--- start Data provided ---
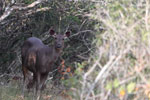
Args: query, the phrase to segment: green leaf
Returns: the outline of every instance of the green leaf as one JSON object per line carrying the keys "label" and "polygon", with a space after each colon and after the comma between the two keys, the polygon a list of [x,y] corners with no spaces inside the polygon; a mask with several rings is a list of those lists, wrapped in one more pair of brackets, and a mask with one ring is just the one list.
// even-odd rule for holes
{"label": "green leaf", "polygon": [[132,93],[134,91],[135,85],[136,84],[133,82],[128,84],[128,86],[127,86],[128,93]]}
--- end Data provided ---
--- start Data provided ---
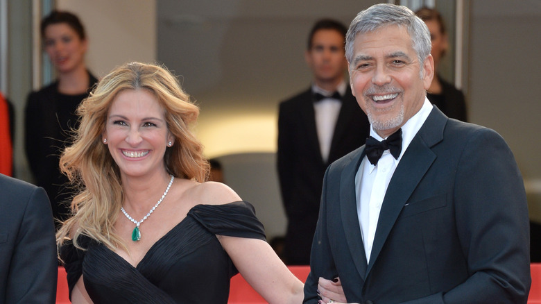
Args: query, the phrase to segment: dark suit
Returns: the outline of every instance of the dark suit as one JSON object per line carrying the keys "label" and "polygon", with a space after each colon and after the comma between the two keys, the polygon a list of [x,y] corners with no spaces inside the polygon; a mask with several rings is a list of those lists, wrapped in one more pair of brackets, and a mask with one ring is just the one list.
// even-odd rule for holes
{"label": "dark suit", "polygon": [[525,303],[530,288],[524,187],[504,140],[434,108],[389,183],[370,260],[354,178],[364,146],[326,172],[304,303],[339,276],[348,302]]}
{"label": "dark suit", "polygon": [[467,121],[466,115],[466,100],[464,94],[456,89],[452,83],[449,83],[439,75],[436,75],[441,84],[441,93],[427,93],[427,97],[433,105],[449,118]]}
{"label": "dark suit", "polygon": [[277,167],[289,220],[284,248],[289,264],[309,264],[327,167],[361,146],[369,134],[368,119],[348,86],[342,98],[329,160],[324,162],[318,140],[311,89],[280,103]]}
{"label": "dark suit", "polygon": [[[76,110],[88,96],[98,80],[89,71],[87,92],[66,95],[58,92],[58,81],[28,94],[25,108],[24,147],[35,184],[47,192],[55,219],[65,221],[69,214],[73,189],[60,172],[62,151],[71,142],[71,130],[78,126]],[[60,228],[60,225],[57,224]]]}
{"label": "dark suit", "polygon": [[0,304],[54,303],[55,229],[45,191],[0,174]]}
--- end Data provided ---
Please switch "outline" to "contour" in the rows from the line with "Args: query, the phrase to segment: green" to the line with "Returns: the outline of every instance of the green", and give back only those lines with everything else unchanged.

--- Result of this task ---
Args: query, the phrase to segment: green leaf
Returns: the contour of every instance of the green leaf as one JSON object per line carrying the keys "label" and "polygon", with a space after each colon and after the comma between the two keys, the polygon a list of [x,y] corners with no spaces inside the polygon; a mask with several rings is a list of those lists, wrapped in one more pair of brackets, and a mask with one ring is just the one list.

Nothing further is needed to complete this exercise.